#### DATA RECORDS
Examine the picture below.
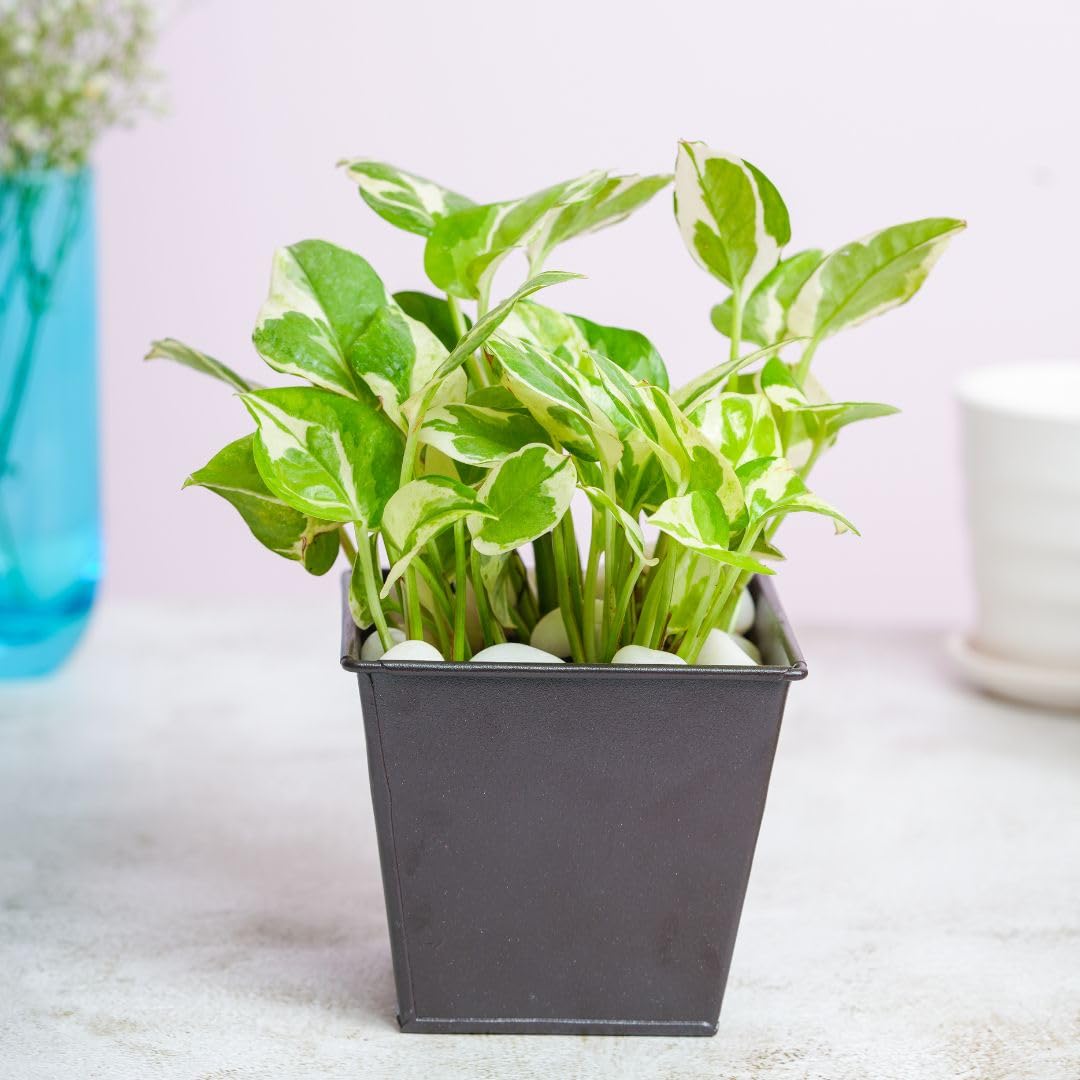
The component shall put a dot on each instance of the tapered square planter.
(566, 849)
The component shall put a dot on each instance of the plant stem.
(347, 544)
(622, 604)
(370, 584)
(802, 369)
(589, 609)
(701, 611)
(547, 585)
(572, 565)
(474, 364)
(460, 574)
(565, 599)
(736, 339)
(489, 625)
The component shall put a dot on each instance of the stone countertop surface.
(189, 883)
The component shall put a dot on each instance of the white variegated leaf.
(615, 201)
(180, 353)
(765, 313)
(698, 522)
(528, 494)
(741, 426)
(418, 512)
(690, 396)
(773, 488)
(325, 455)
(489, 322)
(466, 248)
(557, 397)
(731, 217)
(232, 474)
(869, 277)
(403, 199)
(322, 298)
(480, 435)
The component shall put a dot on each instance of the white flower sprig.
(69, 69)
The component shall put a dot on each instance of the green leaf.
(773, 488)
(697, 390)
(325, 455)
(869, 277)
(231, 473)
(434, 312)
(478, 435)
(698, 522)
(635, 538)
(765, 313)
(833, 416)
(548, 329)
(615, 201)
(180, 353)
(322, 299)
(629, 349)
(701, 466)
(731, 217)
(741, 426)
(403, 199)
(418, 512)
(489, 322)
(466, 248)
(557, 397)
(396, 356)
(528, 494)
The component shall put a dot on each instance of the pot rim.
(793, 671)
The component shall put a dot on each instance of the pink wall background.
(863, 115)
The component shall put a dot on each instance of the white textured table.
(189, 883)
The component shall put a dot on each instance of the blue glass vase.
(50, 532)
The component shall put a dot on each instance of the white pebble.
(721, 650)
(748, 647)
(744, 613)
(639, 655)
(372, 648)
(512, 652)
(412, 649)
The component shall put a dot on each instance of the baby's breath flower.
(69, 69)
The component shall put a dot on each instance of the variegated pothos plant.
(446, 442)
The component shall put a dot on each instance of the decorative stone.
(372, 648)
(513, 652)
(723, 650)
(413, 649)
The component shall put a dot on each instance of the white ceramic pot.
(1022, 461)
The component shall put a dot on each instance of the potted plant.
(565, 847)
(68, 71)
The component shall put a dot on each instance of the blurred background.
(863, 115)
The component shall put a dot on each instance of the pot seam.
(393, 847)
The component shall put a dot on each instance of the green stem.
(547, 585)
(802, 369)
(460, 592)
(491, 630)
(474, 364)
(572, 565)
(372, 585)
(347, 544)
(592, 567)
(565, 599)
(701, 611)
(736, 338)
(622, 605)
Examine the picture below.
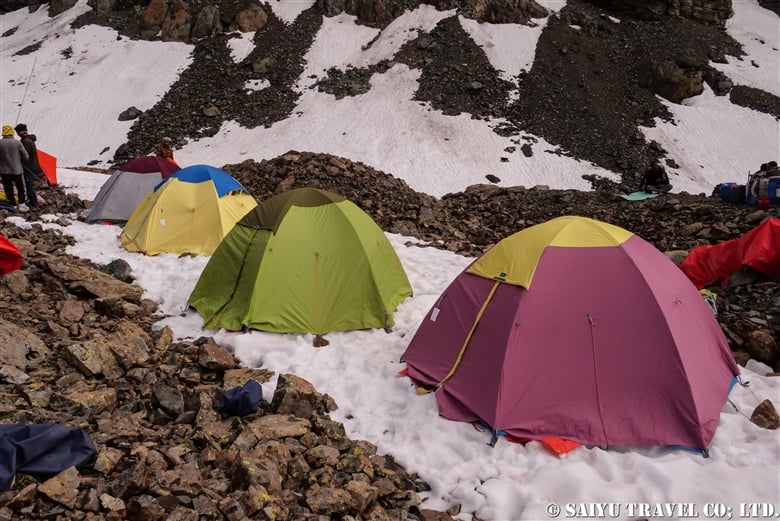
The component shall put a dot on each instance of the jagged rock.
(155, 14)
(671, 81)
(16, 282)
(206, 23)
(120, 270)
(765, 415)
(298, 397)
(62, 488)
(177, 24)
(329, 501)
(278, 426)
(250, 20)
(129, 114)
(762, 346)
(213, 356)
(12, 375)
(503, 11)
(59, 6)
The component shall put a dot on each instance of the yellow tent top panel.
(514, 259)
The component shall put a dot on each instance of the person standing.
(165, 149)
(32, 169)
(12, 153)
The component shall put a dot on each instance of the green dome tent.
(304, 261)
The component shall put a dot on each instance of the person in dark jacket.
(12, 153)
(32, 169)
(655, 179)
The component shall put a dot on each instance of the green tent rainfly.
(304, 261)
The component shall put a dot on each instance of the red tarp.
(49, 166)
(10, 257)
(758, 249)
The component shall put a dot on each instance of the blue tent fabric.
(41, 450)
(241, 400)
(223, 182)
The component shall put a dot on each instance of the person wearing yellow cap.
(12, 153)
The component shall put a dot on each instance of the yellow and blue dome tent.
(303, 261)
(189, 212)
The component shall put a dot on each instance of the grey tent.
(126, 187)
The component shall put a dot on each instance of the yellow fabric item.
(514, 259)
(181, 217)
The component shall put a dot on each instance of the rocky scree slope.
(593, 84)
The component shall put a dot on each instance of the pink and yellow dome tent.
(579, 330)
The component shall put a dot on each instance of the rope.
(465, 342)
(596, 376)
(26, 88)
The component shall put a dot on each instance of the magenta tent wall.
(580, 330)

#### EXERCISE BRIEF
The data above must be written out again without alteration, and the pictures in them must be excluded.

#### RESULT FOR THIS EXERCISE
Examine the picture below.
The component shall put a dot on each instance of the tapered square planter.
(566, 849)
The component shall put a dot on each instance of the plant stem.
(347, 544)
(622, 604)
(370, 584)
(802, 369)
(589, 609)
(701, 611)
(547, 585)
(572, 565)
(474, 364)
(460, 574)
(565, 599)
(736, 339)
(489, 625)
The component shall put a dot on each instance of the stone countertop surface.
(189, 883)
The component shall put a dot on each instance of the white variegated leaf.
(615, 201)
(180, 353)
(765, 313)
(698, 522)
(528, 494)
(741, 426)
(418, 512)
(690, 396)
(773, 488)
(325, 455)
(489, 322)
(466, 248)
(557, 397)
(731, 217)
(232, 474)
(869, 277)
(403, 199)
(322, 298)
(480, 435)
The component shall put a dot on each instance of the white flower sprig.
(69, 69)
The component shall put a dot on each instance of the green leaf.
(773, 488)
(697, 390)
(325, 455)
(869, 277)
(231, 473)
(434, 312)
(478, 435)
(698, 522)
(635, 538)
(765, 313)
(833, 416)
(548, 329)
(615, 201)
(180, 353)
(322, 299)
(629, 349)
(701, 466)
(731, 217)
(741, 426)
(403, 199)
(418, 512)
(489, 322)
(466, 248)
(557, 397)
(396, 356)
(528, 494)
The component shall put a dot on each instance of the pot rim.
(793, 671)
The component shall put a dot on each instance of the pink wall background.
(863, 115)
The component shall put a dot on each instance of the white textured table.
(189, 883)
The component shall put a dot on each instance of the blue glass vase.
(50, 532)
The component shall put a dot on each instance of the white pebble.
(721, 650)
(748, 647)
(744, 613)
(639, 655)
(372, 648)
(512, 652)
(412, 649)
The component shall put a dot on each instance of the baby's breath flower.
(69, 69)
The component shall put a dot on each instance of the variegated pothos plant.
(446, 442)
The component shall put a dot on each instance of the decorative stone.
(372, 648)
(513, 652)
(723, 650)
(413, 649)
The component shall put a dot on each instance of the white ceramic pot.
(1022, 461)
The component shall put a dot on each instance of the potted plant.
(565, 847)
(68, 71)
The component shall put a dot on each instance of the blurred background.
(863, 115)
The component shall put a dot on each instance of the pot seam.
(393, 847)
The component shall put a dot on each instance of the green stem.
(547, 585)
(802, 369)
(460, 592)
(491, 630)
(474, 364)
(572, 565)
(372, 585)
(347, 544)
(592, 567)
(565, 599)
(701, 611)
(736, 338)
(622, 605)
Examine the picture below.
The component shall put a dot on each instance of the jagged rock.
(155, 14)
(671, 81)
(16, 282)
(206, 23)
(120, 270)
(765, 415)
(298, 397)
(62, 488)
(177, 24)
(329, 501)
(278, 426)
(250, 20)
(129, 114)
(762, 346)
(213, 356)
(12, 375)
(503, 11)
(59, 6)
The component shall put a dot on each instance of the yellow tent top panel.
(514, 259)
The component shall put a dot on each instance of the person standing.
(165, 149)
(32, 169)
(12, 153)
The component shall put a dot on each instance of the green dome tent.
(304, 261)
The component shall put a dot on each instance of the person in dark jacket.
(12, 153)
(32, 169)
(655, 179)
The component shall put a dot on each instance of the green tent rainfly.
(304, 261)
The component shall put a dot on each instance of the red tarp.
(49, 166)
(10, 257)
(758, 249)
The component shall put a dot on each instance of the blue tent fabric.
(41, 450)
(241, 400)
(223, 182)
The component shall put a dot on each instance of the person wearing yellow cap.
(12, 153)
The component shall put a dot on each instance of the yellow and blue dome tent.
(303, 261)
(189, 212)
The component shall put a dot on each instance of the grey tent.
(126, 187)
The component shall put a dot on each instance of the yellow fabric item.
(514, 259)
(181, 217)
The component shall put a dot on each instance of the rocky scree slope.
(593, 84)
The component shall put a dot on each instance of the pink and yellow dome tent.
(579, 330)
The component shall put a dot on each instance of the rope.
(465, 342)
(596, 376)
(26, 88)
The component shall put a dot on each instance of the magenta tent wall.
(580, 330)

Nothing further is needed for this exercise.